DATASET ROWS:
________________________
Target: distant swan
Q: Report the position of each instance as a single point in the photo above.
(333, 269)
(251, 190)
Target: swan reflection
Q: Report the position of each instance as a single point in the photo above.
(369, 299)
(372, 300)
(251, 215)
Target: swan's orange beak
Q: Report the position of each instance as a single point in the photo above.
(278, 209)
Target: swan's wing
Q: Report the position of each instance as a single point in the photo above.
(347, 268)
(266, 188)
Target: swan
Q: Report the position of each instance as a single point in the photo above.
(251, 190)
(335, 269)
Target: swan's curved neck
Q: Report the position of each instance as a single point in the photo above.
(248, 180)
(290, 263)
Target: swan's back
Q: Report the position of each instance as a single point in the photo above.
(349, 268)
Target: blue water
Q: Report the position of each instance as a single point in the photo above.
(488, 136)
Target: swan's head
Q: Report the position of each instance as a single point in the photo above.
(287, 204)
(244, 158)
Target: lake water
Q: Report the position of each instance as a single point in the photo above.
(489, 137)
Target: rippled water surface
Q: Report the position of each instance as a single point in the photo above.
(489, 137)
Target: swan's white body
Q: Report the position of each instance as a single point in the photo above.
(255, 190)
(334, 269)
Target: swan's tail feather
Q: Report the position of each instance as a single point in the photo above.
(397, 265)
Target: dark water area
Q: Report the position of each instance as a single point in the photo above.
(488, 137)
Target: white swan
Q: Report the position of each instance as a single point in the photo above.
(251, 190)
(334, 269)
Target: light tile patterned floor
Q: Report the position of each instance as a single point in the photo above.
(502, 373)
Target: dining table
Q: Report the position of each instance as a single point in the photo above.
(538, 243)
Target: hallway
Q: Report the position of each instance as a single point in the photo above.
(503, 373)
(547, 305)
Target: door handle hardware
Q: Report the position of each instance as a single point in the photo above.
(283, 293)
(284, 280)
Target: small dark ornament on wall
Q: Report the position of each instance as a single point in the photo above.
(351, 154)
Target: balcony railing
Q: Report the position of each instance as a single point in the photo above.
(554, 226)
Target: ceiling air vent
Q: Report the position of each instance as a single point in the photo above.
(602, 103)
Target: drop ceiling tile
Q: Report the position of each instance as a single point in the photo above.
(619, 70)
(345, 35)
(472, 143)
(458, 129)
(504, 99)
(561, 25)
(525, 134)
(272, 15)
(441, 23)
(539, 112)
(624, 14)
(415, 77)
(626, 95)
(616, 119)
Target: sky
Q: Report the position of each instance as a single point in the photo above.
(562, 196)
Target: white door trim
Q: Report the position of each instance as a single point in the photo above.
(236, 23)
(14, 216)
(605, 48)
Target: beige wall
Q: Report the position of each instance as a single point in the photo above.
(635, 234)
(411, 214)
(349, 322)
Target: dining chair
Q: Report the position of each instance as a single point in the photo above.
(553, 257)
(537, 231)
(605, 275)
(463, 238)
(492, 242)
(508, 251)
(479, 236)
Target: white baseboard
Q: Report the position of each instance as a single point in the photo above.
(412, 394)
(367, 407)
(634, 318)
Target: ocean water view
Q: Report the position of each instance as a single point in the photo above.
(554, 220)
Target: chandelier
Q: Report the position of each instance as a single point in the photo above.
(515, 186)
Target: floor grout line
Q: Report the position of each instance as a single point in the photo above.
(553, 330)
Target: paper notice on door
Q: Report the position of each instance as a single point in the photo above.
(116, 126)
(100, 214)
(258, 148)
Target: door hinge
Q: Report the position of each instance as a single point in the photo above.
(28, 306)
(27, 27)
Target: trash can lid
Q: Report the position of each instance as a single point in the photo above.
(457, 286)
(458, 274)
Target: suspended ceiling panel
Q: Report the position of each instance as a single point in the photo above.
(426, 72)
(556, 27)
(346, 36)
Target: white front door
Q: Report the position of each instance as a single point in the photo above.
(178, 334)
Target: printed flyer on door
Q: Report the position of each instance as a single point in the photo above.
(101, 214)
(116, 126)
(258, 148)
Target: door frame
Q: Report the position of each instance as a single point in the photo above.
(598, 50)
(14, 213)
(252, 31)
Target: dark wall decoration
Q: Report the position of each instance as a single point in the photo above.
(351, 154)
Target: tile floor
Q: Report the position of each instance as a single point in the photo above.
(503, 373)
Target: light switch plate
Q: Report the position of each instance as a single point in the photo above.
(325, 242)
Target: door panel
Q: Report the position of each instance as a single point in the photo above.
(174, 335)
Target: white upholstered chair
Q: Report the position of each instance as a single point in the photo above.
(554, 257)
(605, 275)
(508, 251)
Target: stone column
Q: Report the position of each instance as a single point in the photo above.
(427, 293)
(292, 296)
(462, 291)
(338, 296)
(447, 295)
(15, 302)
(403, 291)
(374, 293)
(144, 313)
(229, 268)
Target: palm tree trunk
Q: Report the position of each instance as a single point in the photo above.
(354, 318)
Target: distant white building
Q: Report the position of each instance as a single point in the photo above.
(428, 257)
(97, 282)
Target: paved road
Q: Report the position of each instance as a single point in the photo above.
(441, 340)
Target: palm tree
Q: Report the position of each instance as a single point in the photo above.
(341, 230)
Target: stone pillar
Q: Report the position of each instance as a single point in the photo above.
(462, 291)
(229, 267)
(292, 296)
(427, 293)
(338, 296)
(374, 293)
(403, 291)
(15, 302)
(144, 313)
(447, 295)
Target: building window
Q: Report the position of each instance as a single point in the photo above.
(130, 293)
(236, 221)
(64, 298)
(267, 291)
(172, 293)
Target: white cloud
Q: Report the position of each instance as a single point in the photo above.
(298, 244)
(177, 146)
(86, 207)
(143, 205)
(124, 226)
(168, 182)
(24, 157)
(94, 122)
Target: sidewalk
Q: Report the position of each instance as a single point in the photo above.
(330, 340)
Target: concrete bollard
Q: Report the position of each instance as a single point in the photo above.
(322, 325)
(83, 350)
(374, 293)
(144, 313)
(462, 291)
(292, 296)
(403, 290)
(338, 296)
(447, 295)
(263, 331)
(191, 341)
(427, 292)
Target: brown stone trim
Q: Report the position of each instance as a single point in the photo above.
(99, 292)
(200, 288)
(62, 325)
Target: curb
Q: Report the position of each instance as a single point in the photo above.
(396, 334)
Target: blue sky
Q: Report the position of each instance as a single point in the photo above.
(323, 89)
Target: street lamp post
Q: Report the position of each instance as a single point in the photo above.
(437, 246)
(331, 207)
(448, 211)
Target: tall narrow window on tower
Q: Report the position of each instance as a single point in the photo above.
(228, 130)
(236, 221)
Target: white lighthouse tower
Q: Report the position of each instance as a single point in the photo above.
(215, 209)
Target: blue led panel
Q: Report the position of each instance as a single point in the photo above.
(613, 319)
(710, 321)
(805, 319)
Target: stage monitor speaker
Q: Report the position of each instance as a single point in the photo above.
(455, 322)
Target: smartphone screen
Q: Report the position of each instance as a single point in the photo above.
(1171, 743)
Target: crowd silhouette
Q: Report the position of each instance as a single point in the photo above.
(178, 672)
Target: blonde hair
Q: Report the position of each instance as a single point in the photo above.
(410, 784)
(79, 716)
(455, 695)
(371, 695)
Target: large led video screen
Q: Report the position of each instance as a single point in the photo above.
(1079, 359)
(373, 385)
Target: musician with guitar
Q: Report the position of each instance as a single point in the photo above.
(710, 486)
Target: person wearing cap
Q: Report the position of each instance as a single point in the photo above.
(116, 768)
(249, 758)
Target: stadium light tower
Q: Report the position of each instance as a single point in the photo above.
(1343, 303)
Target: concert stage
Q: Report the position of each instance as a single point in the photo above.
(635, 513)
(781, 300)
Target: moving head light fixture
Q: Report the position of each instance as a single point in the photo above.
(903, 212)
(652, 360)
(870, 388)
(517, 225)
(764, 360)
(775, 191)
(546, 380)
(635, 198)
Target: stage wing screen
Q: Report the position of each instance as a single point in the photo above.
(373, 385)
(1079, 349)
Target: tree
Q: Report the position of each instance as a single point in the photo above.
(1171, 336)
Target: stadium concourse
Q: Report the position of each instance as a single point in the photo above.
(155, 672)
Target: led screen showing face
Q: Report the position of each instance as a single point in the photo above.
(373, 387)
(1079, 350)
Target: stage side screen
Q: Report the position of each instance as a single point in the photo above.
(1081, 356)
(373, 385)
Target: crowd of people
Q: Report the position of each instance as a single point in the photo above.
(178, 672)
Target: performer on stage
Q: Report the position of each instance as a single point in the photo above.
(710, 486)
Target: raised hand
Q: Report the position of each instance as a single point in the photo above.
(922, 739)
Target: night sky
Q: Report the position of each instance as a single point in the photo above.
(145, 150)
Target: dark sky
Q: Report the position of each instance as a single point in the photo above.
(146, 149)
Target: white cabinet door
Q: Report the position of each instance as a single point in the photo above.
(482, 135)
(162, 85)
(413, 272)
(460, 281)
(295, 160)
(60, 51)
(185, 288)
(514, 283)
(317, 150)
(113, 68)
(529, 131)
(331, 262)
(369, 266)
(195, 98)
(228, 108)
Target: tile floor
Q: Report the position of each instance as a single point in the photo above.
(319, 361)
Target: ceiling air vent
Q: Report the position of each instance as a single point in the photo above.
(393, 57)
________________________
Only the lines from the one that contains "Target: tree" through the last line should be repeated, each exactly as it stands, with both ends included.

RESPONSE TO THE EXERCISE:
Target: tree
Q: Report the position of each instance as a single point in the photo above.
(1171, 336)
Target: stadium concourse
Q: Report the position of each instance as a single point in the photo above.
(155, 672)
Target: led screen showing face
Q: Report the position of each instance as a single point in the photo above.
(373, 387)
(1079, 350)
Target: stage side screen
Q: Report the position of each instance as a single point in the photo above.
(1081, 356)
(373, 385)
Target: crowd of people
Q: Report the position of each instance as a single point in the photo above.
(178, 672)
Target: performer on stage
Q: Report the position of each instance as a single point in the photo above.
(710, 486)
Target: raised hand
Q: Report the position of each instance as a single point in the photo above.
(922, 739)
Target: night sky
Q: Report the position of each instance as a single point in the photo above.
(145, 150)
Target: dark sky
Q: Report the position of each instance as a single point in the photo above.
(146, 149)
Target: white cabinet door
Q: Report the position of each instance as a single point in the photo above.
(482, 135)
(162, 85)
(413, 272)
(460, 281)
(295, 160)
(60, 51)
(185, 288)
(514, 283)
(317, 150)
(113, 68)
(529, 131)
(331, 262)
(369, 266)
(195, 98)
(228, 108)
Target: tile floor
Q: Report the position of each instance as a single point in the photo above.
(319, 361)
Target: ceiling air vent
Q: Report the position of each instance as a single point in the photo above.
(393, 57)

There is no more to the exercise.